Problem requirements: Give back, unchanged, each line from the one containing "Task: indicate one point on every instance of the nose landing" through the last line of the entries below.

Records to use:
--- begin ---

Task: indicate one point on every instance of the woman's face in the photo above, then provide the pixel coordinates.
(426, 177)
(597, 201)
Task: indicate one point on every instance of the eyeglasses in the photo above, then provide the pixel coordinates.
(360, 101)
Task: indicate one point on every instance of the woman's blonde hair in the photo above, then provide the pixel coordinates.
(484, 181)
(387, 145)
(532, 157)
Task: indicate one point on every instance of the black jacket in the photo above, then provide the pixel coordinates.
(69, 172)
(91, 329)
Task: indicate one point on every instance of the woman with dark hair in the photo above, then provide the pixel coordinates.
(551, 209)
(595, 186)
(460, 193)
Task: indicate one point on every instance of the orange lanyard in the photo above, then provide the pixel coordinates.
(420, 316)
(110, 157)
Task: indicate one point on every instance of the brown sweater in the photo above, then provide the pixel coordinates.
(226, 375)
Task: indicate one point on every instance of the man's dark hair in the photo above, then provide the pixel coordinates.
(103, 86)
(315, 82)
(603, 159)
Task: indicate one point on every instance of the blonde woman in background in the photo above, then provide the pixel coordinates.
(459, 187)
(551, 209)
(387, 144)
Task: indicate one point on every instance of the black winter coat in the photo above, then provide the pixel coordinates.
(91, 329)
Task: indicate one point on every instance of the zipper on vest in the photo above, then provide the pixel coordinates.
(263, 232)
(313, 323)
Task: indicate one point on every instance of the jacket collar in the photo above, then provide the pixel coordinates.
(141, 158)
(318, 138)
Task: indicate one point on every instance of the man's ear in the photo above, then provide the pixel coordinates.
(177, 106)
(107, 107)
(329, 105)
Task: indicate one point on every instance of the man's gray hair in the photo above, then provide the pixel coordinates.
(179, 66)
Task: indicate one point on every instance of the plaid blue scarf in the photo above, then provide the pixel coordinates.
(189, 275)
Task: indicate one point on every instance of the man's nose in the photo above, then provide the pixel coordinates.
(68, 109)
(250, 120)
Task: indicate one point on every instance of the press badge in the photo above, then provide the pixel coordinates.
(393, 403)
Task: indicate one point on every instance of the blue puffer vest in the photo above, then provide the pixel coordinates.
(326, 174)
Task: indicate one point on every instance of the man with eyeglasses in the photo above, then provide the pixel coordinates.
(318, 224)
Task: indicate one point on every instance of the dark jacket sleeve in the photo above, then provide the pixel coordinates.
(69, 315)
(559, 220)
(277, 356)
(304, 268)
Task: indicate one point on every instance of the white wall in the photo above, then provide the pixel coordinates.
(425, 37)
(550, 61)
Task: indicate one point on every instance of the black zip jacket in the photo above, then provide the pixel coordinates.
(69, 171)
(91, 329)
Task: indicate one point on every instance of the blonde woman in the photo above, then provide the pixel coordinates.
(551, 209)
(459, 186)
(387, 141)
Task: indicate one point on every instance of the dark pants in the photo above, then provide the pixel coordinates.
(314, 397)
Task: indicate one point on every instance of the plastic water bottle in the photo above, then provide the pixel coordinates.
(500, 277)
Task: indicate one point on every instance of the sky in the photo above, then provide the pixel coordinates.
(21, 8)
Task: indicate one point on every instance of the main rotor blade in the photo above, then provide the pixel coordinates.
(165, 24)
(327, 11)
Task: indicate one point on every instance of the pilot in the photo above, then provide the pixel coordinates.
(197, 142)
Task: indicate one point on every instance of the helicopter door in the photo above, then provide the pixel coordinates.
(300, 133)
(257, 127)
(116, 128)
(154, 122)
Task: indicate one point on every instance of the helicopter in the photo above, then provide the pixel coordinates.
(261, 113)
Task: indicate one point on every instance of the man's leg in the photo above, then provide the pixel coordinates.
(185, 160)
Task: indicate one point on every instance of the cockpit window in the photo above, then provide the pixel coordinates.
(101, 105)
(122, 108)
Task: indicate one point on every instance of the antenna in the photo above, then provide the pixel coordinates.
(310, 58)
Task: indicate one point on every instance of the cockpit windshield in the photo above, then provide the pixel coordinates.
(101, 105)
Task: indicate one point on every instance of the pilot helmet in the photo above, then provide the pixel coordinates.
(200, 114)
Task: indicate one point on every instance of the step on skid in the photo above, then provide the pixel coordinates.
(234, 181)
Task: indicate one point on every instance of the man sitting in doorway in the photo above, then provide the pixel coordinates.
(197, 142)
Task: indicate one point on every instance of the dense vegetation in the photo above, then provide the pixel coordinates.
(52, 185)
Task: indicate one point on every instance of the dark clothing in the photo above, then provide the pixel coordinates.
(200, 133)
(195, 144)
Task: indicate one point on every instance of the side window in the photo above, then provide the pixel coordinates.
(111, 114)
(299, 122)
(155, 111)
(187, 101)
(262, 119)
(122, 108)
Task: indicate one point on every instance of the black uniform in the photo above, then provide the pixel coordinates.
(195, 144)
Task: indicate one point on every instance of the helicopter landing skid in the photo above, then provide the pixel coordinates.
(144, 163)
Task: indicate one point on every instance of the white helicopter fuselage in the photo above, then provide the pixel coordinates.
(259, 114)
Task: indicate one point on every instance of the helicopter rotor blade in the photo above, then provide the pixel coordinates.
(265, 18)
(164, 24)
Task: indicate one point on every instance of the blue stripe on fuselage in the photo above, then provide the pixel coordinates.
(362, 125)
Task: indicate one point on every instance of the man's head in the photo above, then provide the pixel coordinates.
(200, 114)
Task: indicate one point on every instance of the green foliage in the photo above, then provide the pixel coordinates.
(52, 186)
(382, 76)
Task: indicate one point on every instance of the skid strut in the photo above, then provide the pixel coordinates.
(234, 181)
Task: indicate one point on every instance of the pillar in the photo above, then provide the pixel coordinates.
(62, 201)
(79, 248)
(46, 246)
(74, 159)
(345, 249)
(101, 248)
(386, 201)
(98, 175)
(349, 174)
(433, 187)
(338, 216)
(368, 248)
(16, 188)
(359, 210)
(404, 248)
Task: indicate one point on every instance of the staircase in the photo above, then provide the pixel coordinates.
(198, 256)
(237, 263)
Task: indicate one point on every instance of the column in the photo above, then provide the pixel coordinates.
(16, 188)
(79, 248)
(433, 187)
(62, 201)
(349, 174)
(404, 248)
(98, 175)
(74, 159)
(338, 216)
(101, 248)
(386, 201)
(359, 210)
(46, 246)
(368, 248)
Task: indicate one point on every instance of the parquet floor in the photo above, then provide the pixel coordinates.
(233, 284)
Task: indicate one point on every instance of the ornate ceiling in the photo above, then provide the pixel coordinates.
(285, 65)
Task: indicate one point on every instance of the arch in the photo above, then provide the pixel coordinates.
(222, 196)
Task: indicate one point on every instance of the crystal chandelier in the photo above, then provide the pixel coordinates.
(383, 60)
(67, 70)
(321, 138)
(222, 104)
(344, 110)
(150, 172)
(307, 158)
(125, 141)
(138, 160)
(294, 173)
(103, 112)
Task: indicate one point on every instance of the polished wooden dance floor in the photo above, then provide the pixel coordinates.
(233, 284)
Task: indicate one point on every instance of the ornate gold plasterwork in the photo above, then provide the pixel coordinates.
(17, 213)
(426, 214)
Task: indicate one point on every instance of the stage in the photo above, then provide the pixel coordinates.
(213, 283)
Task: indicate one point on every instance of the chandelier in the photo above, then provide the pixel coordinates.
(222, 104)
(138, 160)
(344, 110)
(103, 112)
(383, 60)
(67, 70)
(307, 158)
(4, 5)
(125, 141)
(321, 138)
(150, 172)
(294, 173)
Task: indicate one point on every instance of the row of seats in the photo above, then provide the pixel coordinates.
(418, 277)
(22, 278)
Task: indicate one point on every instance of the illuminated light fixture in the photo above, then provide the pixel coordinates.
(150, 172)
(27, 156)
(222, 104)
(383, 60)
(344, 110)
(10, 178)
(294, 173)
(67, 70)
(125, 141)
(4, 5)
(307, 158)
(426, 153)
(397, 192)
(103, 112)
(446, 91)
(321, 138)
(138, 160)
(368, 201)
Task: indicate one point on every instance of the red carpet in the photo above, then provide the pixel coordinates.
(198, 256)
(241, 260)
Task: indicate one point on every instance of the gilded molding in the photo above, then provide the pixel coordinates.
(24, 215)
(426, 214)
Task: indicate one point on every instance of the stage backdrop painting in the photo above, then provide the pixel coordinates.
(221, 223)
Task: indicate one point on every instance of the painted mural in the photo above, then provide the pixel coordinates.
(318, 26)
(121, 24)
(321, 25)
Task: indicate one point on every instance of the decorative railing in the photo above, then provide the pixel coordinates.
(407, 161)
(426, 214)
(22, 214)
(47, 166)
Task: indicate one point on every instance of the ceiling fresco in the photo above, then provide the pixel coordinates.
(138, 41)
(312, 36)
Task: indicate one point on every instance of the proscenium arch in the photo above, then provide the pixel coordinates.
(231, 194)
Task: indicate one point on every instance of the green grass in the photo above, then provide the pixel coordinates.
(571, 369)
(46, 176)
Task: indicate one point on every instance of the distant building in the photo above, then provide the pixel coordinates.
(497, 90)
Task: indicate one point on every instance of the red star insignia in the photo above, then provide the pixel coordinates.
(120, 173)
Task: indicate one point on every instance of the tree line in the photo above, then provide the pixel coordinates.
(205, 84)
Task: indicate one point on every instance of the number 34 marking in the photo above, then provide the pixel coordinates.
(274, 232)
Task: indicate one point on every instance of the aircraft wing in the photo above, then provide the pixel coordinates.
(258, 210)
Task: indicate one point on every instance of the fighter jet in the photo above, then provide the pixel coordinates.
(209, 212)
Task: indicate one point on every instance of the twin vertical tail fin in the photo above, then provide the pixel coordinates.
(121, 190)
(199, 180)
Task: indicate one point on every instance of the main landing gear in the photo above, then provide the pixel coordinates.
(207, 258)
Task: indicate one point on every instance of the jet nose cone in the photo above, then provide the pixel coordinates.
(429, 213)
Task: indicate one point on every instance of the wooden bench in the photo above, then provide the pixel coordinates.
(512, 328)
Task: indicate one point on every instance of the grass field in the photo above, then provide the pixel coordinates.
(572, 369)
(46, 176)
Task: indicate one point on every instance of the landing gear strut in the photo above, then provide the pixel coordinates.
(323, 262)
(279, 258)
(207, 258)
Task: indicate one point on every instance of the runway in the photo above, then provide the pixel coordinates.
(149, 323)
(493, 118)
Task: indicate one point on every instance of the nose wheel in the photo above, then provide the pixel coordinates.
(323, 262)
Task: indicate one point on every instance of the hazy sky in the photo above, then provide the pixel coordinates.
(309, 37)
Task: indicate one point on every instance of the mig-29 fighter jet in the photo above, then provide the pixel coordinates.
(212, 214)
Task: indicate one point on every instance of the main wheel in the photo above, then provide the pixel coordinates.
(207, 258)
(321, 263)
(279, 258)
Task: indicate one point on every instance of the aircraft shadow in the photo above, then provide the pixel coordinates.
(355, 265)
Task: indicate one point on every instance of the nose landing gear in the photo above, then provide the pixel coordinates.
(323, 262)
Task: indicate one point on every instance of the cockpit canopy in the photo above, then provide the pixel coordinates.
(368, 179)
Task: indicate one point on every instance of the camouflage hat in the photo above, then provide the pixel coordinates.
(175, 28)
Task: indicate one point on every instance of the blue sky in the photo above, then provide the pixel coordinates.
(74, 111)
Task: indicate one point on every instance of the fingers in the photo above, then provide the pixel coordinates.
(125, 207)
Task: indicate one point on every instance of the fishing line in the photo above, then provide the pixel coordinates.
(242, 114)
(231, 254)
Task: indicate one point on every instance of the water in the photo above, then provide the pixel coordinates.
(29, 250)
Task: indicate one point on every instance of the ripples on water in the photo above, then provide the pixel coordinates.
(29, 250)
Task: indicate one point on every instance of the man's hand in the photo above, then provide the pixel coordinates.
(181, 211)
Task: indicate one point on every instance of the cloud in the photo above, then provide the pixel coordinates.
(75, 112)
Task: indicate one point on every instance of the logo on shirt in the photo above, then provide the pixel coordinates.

--- end ---

Result for this exercise:
Task: indicate one point on every instance of the nose landing gear in the photo above, then provide the pixel coordinates.
(323, 262)
Task: indicate one point on every instance of the cockpit canopy in the photo above, then provide the pixel coordinates.
(368, 179)
Task: indicate one point on every instance of the camouflage hat in the photo above, then provide the pixel coordinates.
(175, 28)
Task: indicate one point on every instance of the blue sky in the photo above, then provide the pixel coordinates.
(74, 111)
Task: indicate one point on every instance of the fingers in the photo above, then provide the pixel coordinates.
(125, 207)
Task: indicate one point on every instance of the fishing line in the photo above, then provide the pixel coordinates.
(242, 114)
(231, 254)
Task: indicate one point on every instance of the water in the photo above, then provide the pixel coordinates.
(29, 250)
Task: indicate one point on every instance of the ripples on water in the photo above, then provide the pixel coordinates.
(29, 250)
Task: indicate one point on every instance of the man's hand in the photo above, then provide the pixel coordinates.
(181, 211)
Task: indicate one point on every instance of the cloud in the photo above, then provide the pixel coordinates.
(75, 112)
Task: indicate one point on every instance of the logo on shirt in the photo above, then provide the pixel coordinates.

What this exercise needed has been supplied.